Essa é uma situação particularmente desafiadora. A agricultura mundial passa por impactos impostos pelas mudanças climáticas e elas não têm poupado nenhum país produtor. Efeitos climáticos — como frio ou calor intensos, chuvas mal distribuídas e períodos secos e quentes de grande duração ou fora de época — têm afetado, e muito, a produção de alimentos em todo o planeta. Alguns países têm registrado temperaturas tão elevadas e por períodos tão longos que trabalhadores de campo têm tido dificuldades em permanecer em ambientes abertos durante o dia. Tal fato influenciará a capacidade de esses países produzirem alimentos. E poderá afetar a segurança alimentar, particularmente pela fragilidade de produtores familiares e de pequeno porte que, na maioria das vezes, são abastecedores dos mercados internos.

Dados fornecidos >>
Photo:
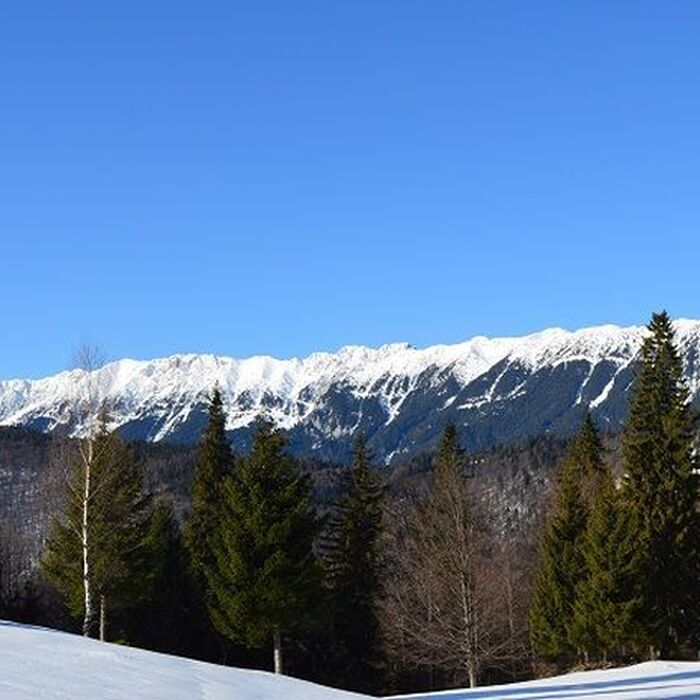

Instrução >> Escreva a continuação do texto sobre os efeitos das mudanças climáticas na agricultura, começando logo após a última frase.

Resposta escrita >>
A resposta para esse conturbado cenário está no conhecimento e domínio científico. Todos os países que foram ou são bem-sucedidos em relação à produção de alimentos construíram instituições científicas capazes de desenvolver soluções tecnológicas necessárias à produção em escala e, atualmente, de forma cada vez mais sustentável. Países como EUA, França e Austrália, os quais são superavitários em volume excedente para exportação, possuem instituições como o Agricultural Research Service (ARS-USDA), Institut National de Recherche pour l’agriculture, l’alimentation et l’environnement (INRAE) e o Commonwealth Scientific and Industrial Research Organisation (CSIRO), respectivamente. A China, grande produtora de alimentos, mas que importa cerca de 70% da sua demanda, investiu na criação da China Academy of Agricultural Science (CAAS), a exemplo de outros países que importam muito de seu consumo de alimentos.
O Brasil é destaque nesse grupo. Saímos de grandes importadores de muitos tipos de alimentos na década de 1970 para ser o segundo maior exportador de alimentos para o planeta. Nossa principal instituição de pesquisa agrícola é a Empresa Brasileira de Pesquisa Agropecuária (Embrapa), que há cinco décadas coordena o chamado Sistema Nacional de Pesquisa Agropecuária (SNPA), integrado por instituições públicas e privadas, como universidades federais, agências de extensão rural e representantes do setor produtivo.
Hoje o Brasil é responsável por fornecer alimentos para cerca de 800 milhões de pessoas, ou seja, 10% da população global, com uma tendência de que essa contribuição cresça nas próximas décadas.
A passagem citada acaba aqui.